WHAT THE TASK REQUIRES: Convert every line of the records below into a numbered list, omitting blank lines.

SUPPLIED INFORMATION:
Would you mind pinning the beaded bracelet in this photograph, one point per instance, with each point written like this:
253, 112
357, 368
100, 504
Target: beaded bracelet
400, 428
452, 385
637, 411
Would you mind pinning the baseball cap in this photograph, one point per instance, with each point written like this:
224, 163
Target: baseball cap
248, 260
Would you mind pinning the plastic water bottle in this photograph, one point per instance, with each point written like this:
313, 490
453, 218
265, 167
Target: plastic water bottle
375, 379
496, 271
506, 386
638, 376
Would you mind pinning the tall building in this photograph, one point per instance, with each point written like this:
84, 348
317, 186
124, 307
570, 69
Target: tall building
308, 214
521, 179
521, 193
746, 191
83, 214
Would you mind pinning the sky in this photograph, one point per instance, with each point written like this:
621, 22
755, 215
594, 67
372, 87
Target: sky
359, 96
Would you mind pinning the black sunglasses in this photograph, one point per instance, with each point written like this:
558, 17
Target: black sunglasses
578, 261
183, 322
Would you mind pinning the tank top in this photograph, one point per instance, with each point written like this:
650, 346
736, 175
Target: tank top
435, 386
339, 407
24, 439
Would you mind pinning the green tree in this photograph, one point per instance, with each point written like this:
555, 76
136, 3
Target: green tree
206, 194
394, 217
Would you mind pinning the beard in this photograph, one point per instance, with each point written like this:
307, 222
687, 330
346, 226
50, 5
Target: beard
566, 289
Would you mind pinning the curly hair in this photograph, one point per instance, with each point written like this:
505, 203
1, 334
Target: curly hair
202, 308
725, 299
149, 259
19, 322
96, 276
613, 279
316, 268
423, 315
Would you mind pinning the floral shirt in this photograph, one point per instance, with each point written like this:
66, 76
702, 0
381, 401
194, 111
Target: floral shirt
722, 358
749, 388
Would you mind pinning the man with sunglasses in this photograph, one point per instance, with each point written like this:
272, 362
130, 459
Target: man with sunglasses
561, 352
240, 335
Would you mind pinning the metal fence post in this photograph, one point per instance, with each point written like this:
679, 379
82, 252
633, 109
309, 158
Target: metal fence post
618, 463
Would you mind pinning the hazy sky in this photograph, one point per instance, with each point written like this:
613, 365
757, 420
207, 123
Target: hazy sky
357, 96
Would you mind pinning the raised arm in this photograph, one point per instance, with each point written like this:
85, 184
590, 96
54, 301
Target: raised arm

OUTPUT FOR THIS TASK:
1. Would you mind pinning the beaded bracelet in this photograph, one point per instance, with each point written like this:
2. 253, 112
3. 357, 368
4. 100, 504
5. Target: beaded bracelet
6. 400, 428
7. 452, 385
8. 637, 411
9. Would you mind pinning the baseball cap in this photograph, one point per instance, with each point written like this:
10. 224, 163
11. Target: baseball cap
12. 248, 260
13. Would you mind pinning the plastic water bottle in this photograph, one point per instance, with each point written like this:
14. 313, 490
15. 453, 218
16. 265, 167
17. Target: plastic water bottle
18. 375, 379
19. 496, 271
20. 506, 386
21. 638, 376
22. Would you mind pinning the tall building in this photograph, one point per instance, with each point written like this:
23. 84, 348
24. 317, 186
25. 124, 307
26. 570, 69
27. Target: tall building
28. 308, 214
29. 521, 179
30. 521, 193
31. 746, 191
32. 83, 214
33. Would you mind pinning the sky in this photograph, one point per instance, with each point written like this:
34. 621, 22
35. 755, 215
36. 594, 67
37. 372, 87
38. Target: sky
39. 359, 96
40. Would you mind pinning the black sunglasses in this photograph, one point per instance, with each point written like this:
41. 558, 17
42. Target: black sunglasses
43. 578, 261
44. 183, 322
45. Would you mind pinning the tank top in this photograph, one point per instance, with each point written like this:
46. 650, 346
47. 736, 175
48. Target: tank top
49. 435, 386
50. 339, 407
51. 24, 439
52. Would you mind pinning the green tree in this photograph, one point per instance, with each point written like this:
53. 555, 76
54. 136, 3
55. Target: green tree
56. 206, 194
57. 394, 217
58. Would you mind pinning the beard in this photograph, one point per instance, with each point written like this:
59. 307, 222
60. 687, 330
61. 346, 226
62. 50, 5
63. Target: beard
64. 566, 289
65. Would you mind pinning the curly hair in this photograph, one point per instance, with each point written like this:
66. 505, 203
67. 1, 334
68. Target: curly hair
69. 202, 308
70. 725, 299
71. 149, 259
72. 19, 322
73. 96, 276
74. 613, 279
75. 316, 268
76. 423, 315
77. Would you mind pinning the floral shirt in this photograph, one point per instance, with each point written like this:
78. 66, 76
79. 702, 0
80. 381, 401
81. 194, 111
82. Target: floral shirt
83. 722, 358
84. 749, 388
85. Would you mind pinning the man with sunglasses in this photograph, one point per instance, with each point written like this:
86. 272, 362
87. 130, 459
88. Target: man with sunglasses
89. 561, 352
90. 240, 335
91. Would you mind pinning the metal fence post in this photograph, one point per instance, with each point written like this:
92. 679, 379
93. 82, 252
94. 633, 109
95. 309, 158
96. Target: metal fence post
97. 618, 463
98. Would you mind pinning the hazy sky in this photograph, one point per instance, with each point written like this:
99. 613, 365
100. 757, 420
101. 207, 123
102. Target: hazy sky
103. 357, 96
104. Would you mind pinning the raised arm in this photograph, one point per instance, with each point written like this:
105. 85, 184
106. 590, 96
107. 54, 301
108. Target: raised arm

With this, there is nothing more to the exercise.